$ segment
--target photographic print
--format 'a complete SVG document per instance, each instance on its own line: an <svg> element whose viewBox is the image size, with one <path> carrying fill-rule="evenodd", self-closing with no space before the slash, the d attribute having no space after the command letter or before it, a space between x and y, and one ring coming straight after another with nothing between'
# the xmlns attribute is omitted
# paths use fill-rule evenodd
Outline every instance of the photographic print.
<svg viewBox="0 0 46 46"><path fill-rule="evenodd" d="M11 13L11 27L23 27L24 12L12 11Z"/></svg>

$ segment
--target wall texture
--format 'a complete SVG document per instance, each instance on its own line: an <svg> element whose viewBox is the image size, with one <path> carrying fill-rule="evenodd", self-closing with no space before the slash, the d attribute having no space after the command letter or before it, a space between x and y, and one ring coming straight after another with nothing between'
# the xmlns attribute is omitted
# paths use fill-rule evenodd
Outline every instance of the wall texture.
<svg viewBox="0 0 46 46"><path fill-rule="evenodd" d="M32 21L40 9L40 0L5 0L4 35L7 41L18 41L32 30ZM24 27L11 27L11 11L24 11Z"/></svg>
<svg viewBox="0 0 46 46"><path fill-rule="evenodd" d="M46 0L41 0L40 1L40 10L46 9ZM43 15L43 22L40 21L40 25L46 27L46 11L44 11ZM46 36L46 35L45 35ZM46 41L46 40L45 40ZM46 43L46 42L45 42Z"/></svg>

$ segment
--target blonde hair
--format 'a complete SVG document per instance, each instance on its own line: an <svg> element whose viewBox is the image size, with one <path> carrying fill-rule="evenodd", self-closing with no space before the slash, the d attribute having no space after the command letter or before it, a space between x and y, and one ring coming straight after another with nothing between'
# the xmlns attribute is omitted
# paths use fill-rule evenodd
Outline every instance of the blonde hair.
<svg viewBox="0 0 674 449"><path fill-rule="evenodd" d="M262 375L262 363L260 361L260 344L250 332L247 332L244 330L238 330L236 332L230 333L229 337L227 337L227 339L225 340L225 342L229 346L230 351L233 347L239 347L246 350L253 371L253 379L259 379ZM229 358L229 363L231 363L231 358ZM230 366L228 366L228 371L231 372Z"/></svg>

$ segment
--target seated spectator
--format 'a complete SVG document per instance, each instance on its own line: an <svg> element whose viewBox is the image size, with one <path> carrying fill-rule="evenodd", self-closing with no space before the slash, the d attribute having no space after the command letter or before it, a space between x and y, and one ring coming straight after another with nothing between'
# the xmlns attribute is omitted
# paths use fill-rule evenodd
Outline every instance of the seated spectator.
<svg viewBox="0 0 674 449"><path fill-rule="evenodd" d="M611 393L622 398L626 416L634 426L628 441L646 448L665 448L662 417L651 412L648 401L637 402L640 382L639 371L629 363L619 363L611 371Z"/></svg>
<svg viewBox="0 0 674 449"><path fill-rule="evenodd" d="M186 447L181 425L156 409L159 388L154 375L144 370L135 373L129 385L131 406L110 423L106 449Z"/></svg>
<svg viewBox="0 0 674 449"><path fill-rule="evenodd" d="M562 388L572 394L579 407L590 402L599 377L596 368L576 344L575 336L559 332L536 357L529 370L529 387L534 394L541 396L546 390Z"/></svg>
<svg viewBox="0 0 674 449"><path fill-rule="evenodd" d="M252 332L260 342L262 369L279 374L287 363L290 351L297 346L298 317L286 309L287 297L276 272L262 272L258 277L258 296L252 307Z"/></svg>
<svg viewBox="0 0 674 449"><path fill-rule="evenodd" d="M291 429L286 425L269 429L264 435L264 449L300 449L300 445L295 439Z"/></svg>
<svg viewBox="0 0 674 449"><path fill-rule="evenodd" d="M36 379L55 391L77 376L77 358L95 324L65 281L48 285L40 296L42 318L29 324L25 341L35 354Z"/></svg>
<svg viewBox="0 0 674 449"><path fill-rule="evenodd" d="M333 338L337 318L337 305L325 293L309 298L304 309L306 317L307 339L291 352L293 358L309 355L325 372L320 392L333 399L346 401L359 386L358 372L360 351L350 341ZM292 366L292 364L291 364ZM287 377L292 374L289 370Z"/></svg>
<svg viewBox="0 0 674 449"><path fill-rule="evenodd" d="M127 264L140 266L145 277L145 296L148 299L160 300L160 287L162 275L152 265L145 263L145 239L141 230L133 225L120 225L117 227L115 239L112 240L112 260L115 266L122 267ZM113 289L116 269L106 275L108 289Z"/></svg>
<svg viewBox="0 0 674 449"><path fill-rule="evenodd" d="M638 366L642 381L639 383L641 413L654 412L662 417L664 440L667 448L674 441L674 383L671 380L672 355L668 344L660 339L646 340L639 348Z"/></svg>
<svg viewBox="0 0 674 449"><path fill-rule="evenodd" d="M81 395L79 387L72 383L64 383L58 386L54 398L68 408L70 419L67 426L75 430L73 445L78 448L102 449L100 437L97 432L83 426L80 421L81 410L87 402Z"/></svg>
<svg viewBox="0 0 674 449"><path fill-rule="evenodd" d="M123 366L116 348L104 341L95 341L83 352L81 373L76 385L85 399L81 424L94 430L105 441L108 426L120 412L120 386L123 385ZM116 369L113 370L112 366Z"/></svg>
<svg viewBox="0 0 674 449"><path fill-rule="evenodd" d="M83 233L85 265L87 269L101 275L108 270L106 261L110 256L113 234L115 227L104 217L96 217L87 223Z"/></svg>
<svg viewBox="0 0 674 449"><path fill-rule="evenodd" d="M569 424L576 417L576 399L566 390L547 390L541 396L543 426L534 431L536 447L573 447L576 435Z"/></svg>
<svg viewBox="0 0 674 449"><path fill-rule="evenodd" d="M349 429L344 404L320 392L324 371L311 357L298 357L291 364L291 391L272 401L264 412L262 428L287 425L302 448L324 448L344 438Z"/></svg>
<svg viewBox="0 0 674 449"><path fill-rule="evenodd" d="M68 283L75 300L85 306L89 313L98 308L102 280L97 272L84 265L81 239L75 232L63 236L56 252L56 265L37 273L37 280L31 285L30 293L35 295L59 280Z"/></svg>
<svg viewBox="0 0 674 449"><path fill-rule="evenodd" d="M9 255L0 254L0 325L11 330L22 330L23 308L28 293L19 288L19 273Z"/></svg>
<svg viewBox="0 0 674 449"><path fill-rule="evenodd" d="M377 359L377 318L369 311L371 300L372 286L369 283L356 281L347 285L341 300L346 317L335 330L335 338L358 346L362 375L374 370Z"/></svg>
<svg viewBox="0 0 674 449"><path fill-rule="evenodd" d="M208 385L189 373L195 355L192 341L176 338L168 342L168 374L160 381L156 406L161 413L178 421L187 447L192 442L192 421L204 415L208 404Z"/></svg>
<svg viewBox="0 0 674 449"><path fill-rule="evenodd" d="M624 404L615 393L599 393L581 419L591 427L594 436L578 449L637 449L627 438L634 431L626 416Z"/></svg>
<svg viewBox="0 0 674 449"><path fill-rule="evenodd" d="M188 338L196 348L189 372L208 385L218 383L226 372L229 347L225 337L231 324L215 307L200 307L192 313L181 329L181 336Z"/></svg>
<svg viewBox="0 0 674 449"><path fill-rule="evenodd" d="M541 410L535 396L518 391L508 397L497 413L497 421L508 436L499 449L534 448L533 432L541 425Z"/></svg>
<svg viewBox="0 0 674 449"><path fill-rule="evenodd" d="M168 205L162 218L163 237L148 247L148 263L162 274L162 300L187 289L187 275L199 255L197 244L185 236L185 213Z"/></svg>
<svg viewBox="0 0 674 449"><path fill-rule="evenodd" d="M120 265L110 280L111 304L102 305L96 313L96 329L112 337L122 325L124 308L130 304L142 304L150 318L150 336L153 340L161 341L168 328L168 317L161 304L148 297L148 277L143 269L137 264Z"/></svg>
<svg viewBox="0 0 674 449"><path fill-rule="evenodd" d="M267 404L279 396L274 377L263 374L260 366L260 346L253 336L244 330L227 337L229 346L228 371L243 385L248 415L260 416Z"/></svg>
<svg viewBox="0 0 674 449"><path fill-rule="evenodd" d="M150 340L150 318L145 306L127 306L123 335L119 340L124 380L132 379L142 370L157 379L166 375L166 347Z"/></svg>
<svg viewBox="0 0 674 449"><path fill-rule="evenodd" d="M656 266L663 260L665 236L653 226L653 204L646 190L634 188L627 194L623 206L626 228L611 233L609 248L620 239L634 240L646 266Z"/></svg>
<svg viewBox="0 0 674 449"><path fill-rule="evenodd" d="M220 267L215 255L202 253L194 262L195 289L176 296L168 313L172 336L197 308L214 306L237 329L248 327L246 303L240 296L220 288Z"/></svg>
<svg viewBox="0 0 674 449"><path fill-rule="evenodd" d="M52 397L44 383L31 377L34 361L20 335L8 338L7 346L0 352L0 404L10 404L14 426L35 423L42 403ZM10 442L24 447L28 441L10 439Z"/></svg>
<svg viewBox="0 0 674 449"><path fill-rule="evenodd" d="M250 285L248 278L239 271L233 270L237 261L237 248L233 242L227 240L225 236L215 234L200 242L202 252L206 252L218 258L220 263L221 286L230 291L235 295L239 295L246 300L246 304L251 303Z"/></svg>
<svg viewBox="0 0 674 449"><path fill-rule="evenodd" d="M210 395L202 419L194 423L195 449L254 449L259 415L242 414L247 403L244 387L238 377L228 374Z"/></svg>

================

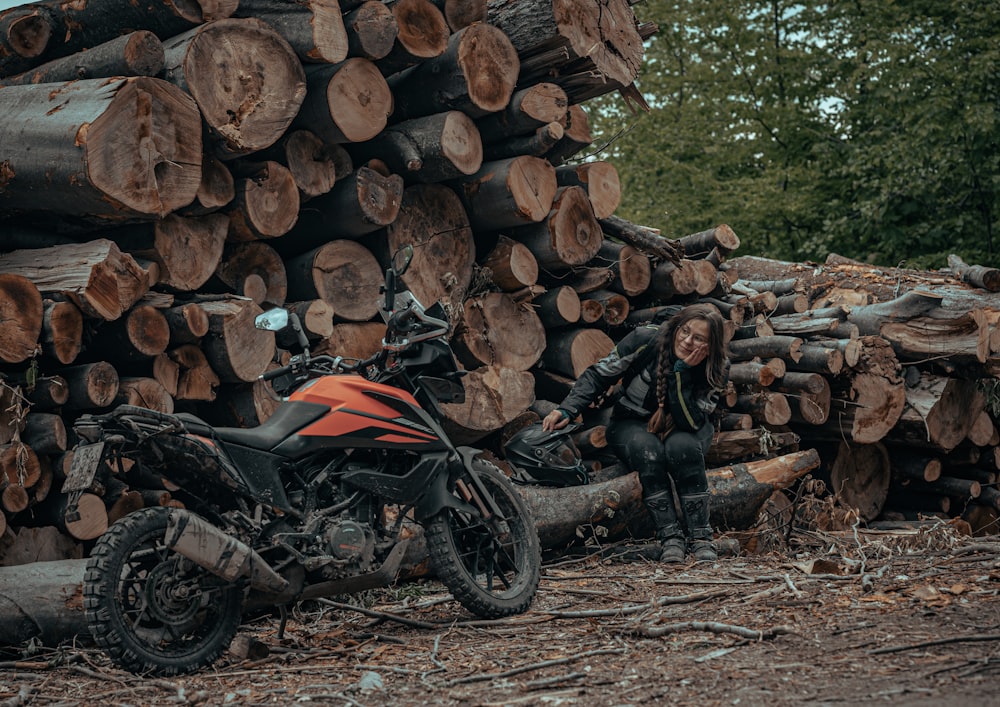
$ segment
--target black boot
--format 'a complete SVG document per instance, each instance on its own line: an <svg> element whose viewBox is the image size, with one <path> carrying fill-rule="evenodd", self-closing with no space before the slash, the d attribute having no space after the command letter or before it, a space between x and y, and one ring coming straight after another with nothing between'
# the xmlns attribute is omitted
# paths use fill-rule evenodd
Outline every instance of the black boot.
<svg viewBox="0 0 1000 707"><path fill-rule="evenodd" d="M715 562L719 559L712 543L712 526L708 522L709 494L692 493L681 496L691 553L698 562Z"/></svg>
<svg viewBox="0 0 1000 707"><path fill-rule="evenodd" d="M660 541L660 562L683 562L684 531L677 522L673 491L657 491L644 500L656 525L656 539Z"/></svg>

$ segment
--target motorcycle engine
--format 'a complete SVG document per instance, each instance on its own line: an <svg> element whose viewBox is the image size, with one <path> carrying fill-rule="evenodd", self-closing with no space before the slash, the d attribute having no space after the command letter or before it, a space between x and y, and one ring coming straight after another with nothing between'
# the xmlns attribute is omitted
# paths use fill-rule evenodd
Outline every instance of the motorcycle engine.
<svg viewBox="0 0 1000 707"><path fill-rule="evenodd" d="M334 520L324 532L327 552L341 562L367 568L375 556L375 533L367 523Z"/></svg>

================

Please show every line of the items above that contains the word "engine", treating uppercase and lowercase as different.

▶ [RESPONSE]
--target motorcycle engine
Outline every instance of the motorcycle engine.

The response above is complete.